## Text extract
************

EET 1 - Symmetrical Short Circuit Analysis and Determination of Circuit Breaker Rating

FACULTY OF ENGINEERING

LAB SHEET

EET 2036

POWER SYSTEMS ANALYSIS

TRIMESTER 2 (2010/2011)

EET 1 - Symmetrical Short Circuit Analysis and Determination of Circuit Breaker Rating

EET 2 - Economic Load Dispatch and Power Flow Analysis

*Note: On-the-spot evaluation will be carried out during or at the end of the experiment. Students are advised to read through this lab sheet before doing experiment. Your performance, teamwork effort, and learning attitude will count towards the marks.

Experiment: PS-1

SYMMETRICAL SHORT CIRCUIT ANALYSIS AND

DETERMINATION OF CIRCUIT BREAKER RATING

Objectives:

Ø  To perform the symmetrical fault analysis and determine for circuit breaker rating.

Ø  To calculate the current supplied by each generator and bus voltage magnitudes during fault

Introduction:

Fault in a circuit is any failure which interferes with the normal flow of current. Most faults on transmission lines of 115 kV and higher are caused by lightning, which results in the flashover of insulators. The high voltage between a conductor and the grounded supporting tower causes ionization, which provides a path to ground for the charge induced by the lightning stroke. Once the ionized path to ground is established, the resultant low impedance to ground allows the flow of current from the conductor to ground and through the ground to the grounded neutral of a transformer or generator, thus completing the circuit. Line-to-line faults not involving ground are less common.

Most of the faults on the power system lead to a short-circuit condition. When such a condition occurs, a heavy current (called short-circuit current) flows through the equipment, causing considerable damage to the equipment and interruption of service to the consumers.

************

## Provided information
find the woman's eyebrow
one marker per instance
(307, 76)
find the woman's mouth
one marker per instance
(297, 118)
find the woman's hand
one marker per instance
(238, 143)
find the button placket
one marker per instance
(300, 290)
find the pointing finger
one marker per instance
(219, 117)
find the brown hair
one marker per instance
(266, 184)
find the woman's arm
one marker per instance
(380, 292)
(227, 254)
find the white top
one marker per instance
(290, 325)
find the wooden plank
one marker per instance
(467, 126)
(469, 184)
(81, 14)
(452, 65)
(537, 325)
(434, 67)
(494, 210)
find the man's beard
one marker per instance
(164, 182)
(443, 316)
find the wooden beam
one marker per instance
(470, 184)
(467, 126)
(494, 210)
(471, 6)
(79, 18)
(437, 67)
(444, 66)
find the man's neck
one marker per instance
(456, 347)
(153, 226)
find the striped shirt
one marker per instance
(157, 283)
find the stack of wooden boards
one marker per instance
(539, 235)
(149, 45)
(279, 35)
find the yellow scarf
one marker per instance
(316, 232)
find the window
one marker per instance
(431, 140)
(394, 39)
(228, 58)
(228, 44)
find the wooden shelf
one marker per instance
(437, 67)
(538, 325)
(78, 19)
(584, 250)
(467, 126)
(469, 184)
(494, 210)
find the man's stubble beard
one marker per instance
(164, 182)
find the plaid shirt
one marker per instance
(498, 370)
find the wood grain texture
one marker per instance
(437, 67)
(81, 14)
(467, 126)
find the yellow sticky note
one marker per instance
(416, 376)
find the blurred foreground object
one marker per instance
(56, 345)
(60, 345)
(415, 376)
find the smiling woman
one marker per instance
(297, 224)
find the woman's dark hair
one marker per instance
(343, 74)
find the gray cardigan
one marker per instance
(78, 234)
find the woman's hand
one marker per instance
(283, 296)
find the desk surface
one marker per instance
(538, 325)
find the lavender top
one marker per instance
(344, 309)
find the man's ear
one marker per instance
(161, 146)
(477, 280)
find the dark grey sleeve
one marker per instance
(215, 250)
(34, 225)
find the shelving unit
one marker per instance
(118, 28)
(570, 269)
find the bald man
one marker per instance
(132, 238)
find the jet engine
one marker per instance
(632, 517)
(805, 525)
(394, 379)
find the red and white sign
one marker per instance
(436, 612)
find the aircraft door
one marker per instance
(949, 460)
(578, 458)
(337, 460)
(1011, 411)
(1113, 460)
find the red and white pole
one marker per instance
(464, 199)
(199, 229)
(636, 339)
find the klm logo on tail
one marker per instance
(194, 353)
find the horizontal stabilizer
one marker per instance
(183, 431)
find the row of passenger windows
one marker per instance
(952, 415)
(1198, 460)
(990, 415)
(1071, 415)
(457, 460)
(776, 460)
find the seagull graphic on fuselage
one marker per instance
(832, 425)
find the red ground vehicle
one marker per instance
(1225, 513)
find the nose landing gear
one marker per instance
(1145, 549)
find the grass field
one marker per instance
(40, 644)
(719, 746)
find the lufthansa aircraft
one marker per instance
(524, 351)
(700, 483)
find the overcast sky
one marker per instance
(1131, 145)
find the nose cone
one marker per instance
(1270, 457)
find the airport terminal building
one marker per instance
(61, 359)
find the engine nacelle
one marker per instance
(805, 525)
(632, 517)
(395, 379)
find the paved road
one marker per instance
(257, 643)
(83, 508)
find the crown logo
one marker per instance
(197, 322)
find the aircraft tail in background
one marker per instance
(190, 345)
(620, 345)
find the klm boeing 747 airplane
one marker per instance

************

## Direction 1
Decide whether each statement below agrees with the lab sheet on short-circuit analysis. Answer yes or no for each, and quote the words of the lab sheet that decide it.
(a) Most faults on transmission lines of 115 kV and higher are caused by lightning.
(b) Line-to-line faults not involving ground are the most common kind of fault.
(c) On-the-spot evaluation will be carried out only after the lab report is submitted.
## Direction 2
Answer these questions from the lab sheet on short-circuit analysis.
(a) Which trimester and academic year is the lab sheet for?
(b) What does the ionization provide a path to ground for?
(c) What is the heavy current that flows through the equipment during a short-circuit condition called?
## Direction 3
Write the next part of the lab sheet on short-circuit analysis, starting after its last sentence.

## Task response 1
(a) Yes: "Most faults on transmission lines of 115 kV and higher are caused by lightning"
(b) No: "Line-to-line faults not involving ground are less common."
(c) No: "On-the-spot evaluation will be carried out during or at the end of the experiment."

## Task response 2
(a) Trimester 2 (2010/2011)
(b) The charge induced by the lightning stroke
(c) Short-circuit current

## Task response 3
Fault Classifications

The types of fault commonly occurring in practice are as follows:

(a) Line to ground : Line to ground faults are caused by a transmission line touching the ground. Wind, ice loading, or an accident such as a tree limb falling on a line can cause a line to ground fault. This category accounts for about 70% of all transmission line short circuit faults.

(b) Line to line : These faults are normally caused by high winds blowing one line into another, or by a line breaking and falling on a line below it. These account for about 15% of transmission faults.

(c) Double line to ground : These category is caused by the same things that cause single line to ground faults, except two lines are involved instead of one. These account for about 10% of transmission line faults.

(d) Three-phase faults : If a line condition occurs in which all three phases are shorted together, either by something falling on the phase conductors, an equipment failure, or all three lines falling to the ground, it is called a three-phase fault. These are relatively rare, accounting for only about 5% of all transmission line faults.

The fault current that flows depends on the equivalent Thevenin voltage, and the equivalent impedance at the fault terminals and the fault impedance, as illustrated in Figure 1.1.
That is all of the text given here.